- WHAT TO DO -
Find every line in the entries below that contains the string "glass", matching case exactly, and copy each of those lines.

- Object point labels -

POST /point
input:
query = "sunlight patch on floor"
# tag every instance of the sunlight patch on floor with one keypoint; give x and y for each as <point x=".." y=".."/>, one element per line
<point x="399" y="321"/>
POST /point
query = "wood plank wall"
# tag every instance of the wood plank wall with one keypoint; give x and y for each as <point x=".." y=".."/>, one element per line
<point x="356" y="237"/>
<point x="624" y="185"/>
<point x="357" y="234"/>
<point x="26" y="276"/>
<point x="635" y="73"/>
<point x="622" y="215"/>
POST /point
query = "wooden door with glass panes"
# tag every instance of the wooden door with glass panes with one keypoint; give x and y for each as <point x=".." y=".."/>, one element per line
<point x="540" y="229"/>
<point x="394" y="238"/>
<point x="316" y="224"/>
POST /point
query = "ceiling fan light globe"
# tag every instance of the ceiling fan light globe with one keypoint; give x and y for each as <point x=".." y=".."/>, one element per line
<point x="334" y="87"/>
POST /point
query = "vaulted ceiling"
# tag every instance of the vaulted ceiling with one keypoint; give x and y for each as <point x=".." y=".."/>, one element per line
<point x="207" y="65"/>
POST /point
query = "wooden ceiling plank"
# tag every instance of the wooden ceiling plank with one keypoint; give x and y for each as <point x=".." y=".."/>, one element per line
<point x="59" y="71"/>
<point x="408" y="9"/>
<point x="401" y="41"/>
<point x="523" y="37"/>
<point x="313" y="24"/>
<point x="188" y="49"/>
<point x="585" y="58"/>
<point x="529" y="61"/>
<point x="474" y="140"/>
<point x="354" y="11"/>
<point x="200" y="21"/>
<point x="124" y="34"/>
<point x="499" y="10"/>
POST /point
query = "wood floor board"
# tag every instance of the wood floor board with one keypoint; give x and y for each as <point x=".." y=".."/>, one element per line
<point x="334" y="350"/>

- RESULT OF THE TASK -
query = "wooden door with glass panes"
# tag every instance of the wooden door with glass panes with one keypoint; give x and y for each as <point x=".." y=".."/>, one element per line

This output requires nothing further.